PROBLEM DESCRIPTION
Update the material from the line that has "the red vehicle" through the end, putting "green shrub" in place of "green bush" and leaving everything else as it is.

DATASET ROWS

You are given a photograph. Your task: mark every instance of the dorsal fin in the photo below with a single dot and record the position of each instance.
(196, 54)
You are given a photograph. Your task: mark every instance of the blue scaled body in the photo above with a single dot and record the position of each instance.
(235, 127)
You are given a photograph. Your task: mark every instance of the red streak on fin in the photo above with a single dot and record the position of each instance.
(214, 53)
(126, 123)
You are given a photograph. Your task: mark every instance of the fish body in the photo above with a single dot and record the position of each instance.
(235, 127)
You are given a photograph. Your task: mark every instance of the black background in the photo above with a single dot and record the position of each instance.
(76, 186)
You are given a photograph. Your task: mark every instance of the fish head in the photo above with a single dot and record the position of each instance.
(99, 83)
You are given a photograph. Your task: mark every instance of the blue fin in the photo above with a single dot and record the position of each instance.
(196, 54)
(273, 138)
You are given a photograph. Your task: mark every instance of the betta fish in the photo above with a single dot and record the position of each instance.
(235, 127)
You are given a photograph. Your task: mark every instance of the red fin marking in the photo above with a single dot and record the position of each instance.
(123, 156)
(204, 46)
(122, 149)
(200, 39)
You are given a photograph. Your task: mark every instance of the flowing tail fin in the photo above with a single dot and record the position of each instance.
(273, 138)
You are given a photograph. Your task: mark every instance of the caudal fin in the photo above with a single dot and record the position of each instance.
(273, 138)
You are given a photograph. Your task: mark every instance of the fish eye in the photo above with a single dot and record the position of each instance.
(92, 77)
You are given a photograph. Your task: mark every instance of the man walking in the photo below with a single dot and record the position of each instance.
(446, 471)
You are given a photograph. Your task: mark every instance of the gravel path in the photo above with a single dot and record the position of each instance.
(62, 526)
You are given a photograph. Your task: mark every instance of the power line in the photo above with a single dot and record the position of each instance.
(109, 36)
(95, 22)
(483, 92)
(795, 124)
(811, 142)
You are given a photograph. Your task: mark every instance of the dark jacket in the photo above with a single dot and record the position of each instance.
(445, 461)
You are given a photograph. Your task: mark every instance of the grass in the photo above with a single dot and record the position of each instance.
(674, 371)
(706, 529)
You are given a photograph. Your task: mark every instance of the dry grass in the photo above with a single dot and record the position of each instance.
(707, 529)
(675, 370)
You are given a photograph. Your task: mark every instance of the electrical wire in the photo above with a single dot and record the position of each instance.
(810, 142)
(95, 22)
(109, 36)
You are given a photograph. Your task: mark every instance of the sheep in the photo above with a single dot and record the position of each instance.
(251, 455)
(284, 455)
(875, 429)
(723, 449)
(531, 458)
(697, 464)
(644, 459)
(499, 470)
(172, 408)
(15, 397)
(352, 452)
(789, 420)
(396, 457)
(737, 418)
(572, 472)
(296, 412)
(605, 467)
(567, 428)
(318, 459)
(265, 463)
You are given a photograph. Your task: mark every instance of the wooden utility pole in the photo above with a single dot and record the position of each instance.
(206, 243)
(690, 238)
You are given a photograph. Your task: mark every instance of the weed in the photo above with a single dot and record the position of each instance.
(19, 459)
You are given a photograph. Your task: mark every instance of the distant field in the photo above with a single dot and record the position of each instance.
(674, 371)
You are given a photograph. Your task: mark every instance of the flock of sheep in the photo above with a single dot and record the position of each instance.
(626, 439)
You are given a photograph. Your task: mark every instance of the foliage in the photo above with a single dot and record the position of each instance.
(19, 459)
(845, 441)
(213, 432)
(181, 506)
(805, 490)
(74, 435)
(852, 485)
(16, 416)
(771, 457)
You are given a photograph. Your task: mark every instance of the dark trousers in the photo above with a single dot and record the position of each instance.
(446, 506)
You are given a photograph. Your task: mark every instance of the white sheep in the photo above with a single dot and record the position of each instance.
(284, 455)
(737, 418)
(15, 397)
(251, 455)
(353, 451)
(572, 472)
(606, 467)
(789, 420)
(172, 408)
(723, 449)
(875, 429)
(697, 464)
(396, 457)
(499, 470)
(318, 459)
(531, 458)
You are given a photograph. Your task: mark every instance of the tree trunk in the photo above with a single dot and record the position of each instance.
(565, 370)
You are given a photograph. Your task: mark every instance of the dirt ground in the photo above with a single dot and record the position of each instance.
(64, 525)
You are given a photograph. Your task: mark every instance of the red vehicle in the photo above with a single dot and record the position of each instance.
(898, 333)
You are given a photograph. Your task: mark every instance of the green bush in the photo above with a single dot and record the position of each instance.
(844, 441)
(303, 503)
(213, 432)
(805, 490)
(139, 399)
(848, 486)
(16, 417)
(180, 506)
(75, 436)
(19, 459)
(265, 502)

WORKED ANSWER
You are given a photograph. Your task: mark every instance of the red vehicle in the photo above with a single dot and record the position of each instance.
(898, 333)
You are given a photograph. Your task: mark every instance of the green shrub in the photo above with a single dot and record the position of each instance.
(844, 441)
(303, 503)
(213, 432)
(805, 490)
(139, 399)
(848, 486)
(16, 417)
(180, 506)
(75, 436)
(19, 459)
(265, 502)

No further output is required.